#### [Exercise requirements]
Go over the listing below line by line, and return each one holding the string "demon".

#### [Provided records]
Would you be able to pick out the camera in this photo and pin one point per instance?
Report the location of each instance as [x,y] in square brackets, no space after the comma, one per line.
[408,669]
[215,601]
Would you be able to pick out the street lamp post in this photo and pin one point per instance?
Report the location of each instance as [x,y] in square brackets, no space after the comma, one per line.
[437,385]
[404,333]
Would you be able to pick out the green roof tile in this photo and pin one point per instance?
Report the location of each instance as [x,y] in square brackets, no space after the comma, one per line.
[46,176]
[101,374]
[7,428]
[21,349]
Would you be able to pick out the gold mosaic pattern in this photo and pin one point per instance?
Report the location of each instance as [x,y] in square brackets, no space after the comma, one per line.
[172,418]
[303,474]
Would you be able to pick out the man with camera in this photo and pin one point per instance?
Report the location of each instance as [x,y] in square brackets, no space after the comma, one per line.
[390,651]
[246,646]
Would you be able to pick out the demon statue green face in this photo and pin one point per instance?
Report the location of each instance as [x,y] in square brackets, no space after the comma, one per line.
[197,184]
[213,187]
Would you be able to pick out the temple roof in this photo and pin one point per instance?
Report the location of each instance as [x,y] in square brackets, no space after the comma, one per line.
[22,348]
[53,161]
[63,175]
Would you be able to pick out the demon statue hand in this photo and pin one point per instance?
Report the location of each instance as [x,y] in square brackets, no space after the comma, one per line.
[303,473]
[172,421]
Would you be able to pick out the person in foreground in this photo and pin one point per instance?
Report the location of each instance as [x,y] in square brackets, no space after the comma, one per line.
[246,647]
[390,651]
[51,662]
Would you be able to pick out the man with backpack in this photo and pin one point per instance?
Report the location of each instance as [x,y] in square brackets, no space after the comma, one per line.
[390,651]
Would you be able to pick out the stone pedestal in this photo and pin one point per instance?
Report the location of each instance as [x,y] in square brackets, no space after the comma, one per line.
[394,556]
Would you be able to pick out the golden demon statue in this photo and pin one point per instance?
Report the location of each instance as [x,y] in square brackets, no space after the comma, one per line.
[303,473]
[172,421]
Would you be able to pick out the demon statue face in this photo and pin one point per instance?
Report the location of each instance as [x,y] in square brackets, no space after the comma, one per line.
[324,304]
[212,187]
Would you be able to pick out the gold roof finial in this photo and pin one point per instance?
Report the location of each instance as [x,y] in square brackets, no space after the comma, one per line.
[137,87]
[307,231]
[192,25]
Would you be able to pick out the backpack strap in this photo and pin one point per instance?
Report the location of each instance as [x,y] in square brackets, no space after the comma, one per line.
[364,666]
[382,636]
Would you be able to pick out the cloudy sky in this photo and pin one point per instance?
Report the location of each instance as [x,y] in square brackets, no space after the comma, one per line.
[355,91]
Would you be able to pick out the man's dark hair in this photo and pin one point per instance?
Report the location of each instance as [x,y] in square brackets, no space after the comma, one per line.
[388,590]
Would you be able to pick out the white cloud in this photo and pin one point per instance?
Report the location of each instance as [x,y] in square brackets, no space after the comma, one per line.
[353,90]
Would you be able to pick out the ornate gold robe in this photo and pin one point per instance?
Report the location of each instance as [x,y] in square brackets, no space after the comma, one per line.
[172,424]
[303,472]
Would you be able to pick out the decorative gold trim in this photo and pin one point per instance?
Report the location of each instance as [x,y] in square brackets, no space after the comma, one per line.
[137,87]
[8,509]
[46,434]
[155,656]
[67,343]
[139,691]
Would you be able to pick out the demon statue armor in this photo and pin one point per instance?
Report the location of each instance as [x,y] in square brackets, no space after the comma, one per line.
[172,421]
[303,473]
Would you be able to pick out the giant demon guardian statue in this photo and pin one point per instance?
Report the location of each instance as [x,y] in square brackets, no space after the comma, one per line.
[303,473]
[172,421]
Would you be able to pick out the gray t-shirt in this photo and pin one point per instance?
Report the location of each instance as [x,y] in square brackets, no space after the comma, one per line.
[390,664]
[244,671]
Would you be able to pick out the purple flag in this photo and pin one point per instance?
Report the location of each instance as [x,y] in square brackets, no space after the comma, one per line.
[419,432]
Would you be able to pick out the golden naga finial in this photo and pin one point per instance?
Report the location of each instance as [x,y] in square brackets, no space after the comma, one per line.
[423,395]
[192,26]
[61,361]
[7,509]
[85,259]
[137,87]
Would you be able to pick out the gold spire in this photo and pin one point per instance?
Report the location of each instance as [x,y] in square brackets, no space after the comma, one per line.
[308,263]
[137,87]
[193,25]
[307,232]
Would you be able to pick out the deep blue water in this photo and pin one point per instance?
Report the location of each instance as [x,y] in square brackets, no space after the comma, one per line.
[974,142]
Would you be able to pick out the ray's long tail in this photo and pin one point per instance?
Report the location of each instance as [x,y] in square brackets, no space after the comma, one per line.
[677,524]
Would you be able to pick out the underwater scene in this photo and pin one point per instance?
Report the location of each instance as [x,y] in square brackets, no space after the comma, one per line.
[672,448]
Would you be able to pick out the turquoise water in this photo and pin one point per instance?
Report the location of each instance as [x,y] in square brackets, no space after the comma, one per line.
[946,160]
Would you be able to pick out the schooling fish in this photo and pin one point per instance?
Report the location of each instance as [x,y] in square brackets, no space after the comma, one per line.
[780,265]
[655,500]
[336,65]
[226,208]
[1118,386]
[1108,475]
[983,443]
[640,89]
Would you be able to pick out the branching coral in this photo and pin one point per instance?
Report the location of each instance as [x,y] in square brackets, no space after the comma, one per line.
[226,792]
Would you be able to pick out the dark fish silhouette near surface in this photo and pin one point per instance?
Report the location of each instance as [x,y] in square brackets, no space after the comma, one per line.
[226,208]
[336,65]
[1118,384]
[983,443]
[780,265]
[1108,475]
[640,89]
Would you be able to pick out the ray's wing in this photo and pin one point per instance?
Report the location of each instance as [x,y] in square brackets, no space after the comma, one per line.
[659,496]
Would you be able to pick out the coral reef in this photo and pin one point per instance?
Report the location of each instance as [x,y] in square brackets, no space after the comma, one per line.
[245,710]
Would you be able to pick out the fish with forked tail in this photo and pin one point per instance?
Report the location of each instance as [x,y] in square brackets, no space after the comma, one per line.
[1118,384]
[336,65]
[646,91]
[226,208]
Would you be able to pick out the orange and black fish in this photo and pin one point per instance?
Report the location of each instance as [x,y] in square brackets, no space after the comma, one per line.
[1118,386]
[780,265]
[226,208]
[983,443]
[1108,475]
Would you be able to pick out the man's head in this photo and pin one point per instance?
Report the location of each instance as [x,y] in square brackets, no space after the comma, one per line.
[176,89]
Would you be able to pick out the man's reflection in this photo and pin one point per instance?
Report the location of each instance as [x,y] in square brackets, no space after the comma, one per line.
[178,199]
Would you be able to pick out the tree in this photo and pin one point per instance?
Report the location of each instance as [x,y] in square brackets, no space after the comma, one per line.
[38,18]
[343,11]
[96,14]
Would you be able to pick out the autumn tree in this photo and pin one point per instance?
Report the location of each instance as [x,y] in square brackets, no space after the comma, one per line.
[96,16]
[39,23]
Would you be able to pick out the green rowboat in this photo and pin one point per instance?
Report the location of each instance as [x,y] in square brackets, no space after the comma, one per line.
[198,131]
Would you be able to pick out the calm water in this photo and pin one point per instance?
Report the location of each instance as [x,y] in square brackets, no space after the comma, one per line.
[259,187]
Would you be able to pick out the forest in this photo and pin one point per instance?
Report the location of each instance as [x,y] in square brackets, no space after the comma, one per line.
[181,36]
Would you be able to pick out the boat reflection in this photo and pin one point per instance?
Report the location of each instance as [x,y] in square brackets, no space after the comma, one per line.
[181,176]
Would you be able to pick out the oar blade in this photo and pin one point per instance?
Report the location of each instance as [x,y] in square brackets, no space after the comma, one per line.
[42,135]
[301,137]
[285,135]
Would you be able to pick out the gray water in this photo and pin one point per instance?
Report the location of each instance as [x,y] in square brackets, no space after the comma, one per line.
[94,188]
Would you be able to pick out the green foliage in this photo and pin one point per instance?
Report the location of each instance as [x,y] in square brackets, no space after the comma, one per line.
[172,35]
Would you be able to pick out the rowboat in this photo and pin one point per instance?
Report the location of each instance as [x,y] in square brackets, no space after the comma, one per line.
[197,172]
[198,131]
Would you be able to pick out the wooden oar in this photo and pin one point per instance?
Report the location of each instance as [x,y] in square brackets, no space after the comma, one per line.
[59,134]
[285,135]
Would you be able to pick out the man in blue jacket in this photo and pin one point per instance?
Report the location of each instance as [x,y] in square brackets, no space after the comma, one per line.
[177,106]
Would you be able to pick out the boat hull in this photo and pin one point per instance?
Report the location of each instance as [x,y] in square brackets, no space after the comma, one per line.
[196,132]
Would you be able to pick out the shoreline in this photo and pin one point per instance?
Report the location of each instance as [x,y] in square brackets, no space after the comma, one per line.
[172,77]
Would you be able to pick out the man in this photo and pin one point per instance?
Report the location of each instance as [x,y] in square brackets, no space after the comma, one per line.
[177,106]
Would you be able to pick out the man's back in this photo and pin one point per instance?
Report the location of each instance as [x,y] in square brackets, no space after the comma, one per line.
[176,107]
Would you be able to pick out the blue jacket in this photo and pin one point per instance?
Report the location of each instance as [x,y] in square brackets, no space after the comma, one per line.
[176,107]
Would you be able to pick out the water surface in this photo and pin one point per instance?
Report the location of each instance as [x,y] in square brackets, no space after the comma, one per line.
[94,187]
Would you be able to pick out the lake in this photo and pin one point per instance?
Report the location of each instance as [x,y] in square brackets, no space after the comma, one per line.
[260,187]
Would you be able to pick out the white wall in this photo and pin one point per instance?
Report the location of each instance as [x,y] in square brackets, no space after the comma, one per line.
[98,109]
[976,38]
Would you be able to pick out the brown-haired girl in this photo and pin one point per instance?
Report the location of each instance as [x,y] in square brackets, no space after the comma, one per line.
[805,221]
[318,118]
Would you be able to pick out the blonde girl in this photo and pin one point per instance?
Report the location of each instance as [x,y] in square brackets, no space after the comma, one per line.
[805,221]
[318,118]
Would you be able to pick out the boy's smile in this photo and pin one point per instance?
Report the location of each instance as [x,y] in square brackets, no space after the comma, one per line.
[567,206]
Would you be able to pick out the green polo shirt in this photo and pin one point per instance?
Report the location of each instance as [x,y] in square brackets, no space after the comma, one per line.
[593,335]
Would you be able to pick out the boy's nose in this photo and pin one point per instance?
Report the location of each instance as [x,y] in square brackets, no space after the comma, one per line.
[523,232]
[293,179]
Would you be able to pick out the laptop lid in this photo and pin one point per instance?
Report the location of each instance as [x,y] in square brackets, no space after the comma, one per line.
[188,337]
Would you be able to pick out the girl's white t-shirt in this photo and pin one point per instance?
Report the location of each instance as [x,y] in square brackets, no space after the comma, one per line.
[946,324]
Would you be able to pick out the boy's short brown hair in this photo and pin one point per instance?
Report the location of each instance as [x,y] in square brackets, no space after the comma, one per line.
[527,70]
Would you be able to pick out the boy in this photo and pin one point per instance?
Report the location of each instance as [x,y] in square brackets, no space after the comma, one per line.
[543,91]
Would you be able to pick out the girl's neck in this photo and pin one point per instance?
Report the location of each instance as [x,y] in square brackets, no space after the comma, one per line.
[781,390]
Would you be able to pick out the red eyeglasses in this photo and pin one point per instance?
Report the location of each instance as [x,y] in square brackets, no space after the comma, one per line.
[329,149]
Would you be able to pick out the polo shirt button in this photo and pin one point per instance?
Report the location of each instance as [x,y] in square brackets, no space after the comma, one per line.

#### [Solution]
Would you be able to pick out the demon statue green face in this photo and pin one point per instance?
Would you be able to pick out the demon statue hand in this photo and pin one point per instance?
Would you be able to pick out the golden demon statue in this photo and pin one point per instance?
Would you be able to pick out the demon statue face in this photo and pin one point per instance?
Would you be able to pick out the demon statue armor in this photo and pin one point per instance?
Would you be able to pick out the giant demon guardian statue in this photo and pin one point per instance?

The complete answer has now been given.